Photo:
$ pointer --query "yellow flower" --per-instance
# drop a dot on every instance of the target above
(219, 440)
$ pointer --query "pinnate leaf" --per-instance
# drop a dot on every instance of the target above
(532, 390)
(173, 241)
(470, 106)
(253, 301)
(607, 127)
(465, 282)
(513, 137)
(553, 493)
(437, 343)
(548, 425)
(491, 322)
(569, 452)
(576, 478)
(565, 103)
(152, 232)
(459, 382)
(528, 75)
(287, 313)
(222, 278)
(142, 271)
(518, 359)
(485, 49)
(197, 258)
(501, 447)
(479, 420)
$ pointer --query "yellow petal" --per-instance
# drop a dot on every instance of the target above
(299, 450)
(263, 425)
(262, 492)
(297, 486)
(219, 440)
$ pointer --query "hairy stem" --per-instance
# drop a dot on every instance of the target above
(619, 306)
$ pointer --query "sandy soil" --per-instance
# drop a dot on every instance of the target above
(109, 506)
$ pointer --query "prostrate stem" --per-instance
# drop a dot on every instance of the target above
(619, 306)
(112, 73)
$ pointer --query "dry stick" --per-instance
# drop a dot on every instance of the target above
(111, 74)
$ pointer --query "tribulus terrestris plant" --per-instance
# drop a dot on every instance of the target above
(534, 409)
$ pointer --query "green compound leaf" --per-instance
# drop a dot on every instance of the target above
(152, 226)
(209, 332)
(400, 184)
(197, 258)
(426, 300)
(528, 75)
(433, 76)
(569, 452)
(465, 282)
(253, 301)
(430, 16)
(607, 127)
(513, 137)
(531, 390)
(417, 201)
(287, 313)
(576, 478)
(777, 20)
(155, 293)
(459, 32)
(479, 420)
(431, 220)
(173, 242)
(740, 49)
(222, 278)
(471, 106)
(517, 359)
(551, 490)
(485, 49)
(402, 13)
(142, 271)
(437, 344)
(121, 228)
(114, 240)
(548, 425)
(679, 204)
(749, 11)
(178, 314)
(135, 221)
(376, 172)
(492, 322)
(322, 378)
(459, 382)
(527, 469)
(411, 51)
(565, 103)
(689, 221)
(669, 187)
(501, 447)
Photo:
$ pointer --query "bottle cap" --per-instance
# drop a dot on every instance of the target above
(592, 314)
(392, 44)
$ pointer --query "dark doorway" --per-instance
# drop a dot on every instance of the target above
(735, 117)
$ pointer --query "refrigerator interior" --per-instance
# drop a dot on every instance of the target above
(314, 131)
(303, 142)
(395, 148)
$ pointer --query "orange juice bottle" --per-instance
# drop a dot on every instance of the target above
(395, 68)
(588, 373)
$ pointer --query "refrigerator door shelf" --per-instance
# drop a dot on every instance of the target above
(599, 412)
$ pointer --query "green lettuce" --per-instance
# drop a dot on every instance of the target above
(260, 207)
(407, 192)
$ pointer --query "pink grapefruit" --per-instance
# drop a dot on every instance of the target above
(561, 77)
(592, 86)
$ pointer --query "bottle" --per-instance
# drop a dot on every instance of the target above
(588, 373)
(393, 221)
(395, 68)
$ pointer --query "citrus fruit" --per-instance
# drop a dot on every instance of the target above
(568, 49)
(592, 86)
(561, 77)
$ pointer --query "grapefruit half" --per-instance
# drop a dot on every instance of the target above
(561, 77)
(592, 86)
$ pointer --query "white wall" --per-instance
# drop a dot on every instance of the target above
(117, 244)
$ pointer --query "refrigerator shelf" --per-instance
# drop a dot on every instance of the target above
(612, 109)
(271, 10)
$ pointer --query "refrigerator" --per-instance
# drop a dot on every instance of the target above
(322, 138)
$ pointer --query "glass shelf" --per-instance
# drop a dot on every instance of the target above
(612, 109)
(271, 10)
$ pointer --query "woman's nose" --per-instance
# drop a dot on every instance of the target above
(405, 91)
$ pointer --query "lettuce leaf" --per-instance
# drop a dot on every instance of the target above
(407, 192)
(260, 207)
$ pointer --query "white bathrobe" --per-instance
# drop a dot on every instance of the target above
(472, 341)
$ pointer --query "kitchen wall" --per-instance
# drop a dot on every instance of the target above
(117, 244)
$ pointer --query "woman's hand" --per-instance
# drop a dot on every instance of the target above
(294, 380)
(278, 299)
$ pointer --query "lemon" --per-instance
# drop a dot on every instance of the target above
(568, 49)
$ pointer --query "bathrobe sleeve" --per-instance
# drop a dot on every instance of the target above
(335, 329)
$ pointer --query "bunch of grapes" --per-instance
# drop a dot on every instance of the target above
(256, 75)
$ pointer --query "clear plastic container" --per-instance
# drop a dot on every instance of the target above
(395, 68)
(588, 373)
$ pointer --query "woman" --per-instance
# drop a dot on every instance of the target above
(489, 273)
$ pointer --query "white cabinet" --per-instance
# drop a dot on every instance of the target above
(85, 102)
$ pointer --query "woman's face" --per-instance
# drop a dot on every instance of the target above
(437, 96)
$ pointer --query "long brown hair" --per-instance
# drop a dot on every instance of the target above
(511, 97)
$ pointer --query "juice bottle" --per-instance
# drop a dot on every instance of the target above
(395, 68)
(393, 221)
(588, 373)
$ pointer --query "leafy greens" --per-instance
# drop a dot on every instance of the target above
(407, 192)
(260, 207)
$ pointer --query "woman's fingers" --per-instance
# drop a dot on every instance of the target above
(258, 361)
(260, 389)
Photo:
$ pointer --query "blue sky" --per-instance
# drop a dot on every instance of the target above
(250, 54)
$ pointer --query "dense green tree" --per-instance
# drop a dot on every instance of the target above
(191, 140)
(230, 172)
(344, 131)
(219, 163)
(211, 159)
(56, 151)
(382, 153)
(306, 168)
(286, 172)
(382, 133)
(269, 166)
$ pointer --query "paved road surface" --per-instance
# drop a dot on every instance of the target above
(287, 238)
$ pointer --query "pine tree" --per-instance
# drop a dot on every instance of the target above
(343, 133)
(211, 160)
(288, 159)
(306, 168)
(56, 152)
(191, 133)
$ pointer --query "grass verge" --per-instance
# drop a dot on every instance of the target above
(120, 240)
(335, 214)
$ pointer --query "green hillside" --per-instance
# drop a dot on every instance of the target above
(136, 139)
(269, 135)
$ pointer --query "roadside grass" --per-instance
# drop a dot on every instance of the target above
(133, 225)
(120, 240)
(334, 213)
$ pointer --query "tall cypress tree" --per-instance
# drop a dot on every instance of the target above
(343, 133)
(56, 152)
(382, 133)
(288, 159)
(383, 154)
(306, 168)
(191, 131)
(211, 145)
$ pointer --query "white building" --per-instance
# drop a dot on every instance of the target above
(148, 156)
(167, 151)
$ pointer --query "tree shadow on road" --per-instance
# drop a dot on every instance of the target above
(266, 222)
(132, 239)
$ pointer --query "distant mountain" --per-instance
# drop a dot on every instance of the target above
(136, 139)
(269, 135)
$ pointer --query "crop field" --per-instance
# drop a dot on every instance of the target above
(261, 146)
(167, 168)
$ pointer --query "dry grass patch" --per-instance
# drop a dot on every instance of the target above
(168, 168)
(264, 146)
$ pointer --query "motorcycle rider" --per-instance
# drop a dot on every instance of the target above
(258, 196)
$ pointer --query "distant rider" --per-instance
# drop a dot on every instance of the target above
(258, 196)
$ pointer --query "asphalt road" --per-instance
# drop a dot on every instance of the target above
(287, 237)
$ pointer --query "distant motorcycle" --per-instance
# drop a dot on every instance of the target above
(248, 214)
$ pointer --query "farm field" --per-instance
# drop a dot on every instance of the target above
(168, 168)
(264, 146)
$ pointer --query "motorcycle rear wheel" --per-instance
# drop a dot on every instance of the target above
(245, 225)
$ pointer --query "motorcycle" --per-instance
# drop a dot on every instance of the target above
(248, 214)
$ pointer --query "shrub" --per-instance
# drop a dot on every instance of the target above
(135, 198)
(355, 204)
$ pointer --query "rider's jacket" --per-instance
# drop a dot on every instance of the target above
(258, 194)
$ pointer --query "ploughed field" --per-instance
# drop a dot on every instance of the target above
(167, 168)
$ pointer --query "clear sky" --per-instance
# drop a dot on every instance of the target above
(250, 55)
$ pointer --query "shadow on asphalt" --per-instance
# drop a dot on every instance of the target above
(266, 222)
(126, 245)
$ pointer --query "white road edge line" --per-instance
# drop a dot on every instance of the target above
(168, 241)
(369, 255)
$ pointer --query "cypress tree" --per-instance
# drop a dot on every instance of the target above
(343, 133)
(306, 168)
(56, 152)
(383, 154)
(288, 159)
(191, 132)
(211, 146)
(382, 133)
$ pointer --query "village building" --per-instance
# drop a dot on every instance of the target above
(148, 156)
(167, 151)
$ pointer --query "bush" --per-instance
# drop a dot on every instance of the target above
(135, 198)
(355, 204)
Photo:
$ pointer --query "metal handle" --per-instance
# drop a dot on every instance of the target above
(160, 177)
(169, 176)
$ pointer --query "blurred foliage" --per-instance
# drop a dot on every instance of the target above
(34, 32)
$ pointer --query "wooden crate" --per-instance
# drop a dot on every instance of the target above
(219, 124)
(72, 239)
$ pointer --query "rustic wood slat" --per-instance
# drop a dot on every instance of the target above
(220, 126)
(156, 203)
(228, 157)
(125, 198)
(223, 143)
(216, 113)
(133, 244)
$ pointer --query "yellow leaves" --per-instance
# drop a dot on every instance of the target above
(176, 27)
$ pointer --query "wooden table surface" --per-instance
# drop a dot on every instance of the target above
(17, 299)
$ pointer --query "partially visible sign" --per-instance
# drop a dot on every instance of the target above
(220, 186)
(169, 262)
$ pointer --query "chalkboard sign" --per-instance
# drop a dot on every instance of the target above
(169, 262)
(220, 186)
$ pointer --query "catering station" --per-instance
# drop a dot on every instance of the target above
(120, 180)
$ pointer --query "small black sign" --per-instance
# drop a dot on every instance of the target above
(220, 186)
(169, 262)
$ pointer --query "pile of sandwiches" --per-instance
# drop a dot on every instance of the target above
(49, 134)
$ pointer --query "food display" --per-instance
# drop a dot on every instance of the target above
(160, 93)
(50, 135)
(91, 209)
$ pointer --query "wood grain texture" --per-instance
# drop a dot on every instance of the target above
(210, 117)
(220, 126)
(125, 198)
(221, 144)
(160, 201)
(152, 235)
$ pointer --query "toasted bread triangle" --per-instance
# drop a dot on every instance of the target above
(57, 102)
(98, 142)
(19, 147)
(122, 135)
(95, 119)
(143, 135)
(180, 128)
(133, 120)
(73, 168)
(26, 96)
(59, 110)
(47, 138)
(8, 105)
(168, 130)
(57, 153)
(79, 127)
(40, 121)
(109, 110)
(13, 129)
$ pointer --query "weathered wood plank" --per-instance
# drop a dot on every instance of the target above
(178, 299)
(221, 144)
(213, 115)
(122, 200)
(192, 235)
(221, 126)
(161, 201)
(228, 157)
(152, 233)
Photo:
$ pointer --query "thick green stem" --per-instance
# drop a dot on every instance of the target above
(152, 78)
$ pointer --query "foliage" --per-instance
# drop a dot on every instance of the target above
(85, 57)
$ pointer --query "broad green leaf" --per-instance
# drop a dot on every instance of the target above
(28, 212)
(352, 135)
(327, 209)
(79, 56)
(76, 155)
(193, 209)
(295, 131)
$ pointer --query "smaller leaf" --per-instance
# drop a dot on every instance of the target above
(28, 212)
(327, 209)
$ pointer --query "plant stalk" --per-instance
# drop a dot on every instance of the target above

**Problem:** Search the entries for "stem" and copy out each line that has it.

**Response to the task:**
$ pointer --query "hairy stem" --per-instance
$ pointer --query "prostrate stem" --per-instance
$ pointer --query "thick green stem" --per-instance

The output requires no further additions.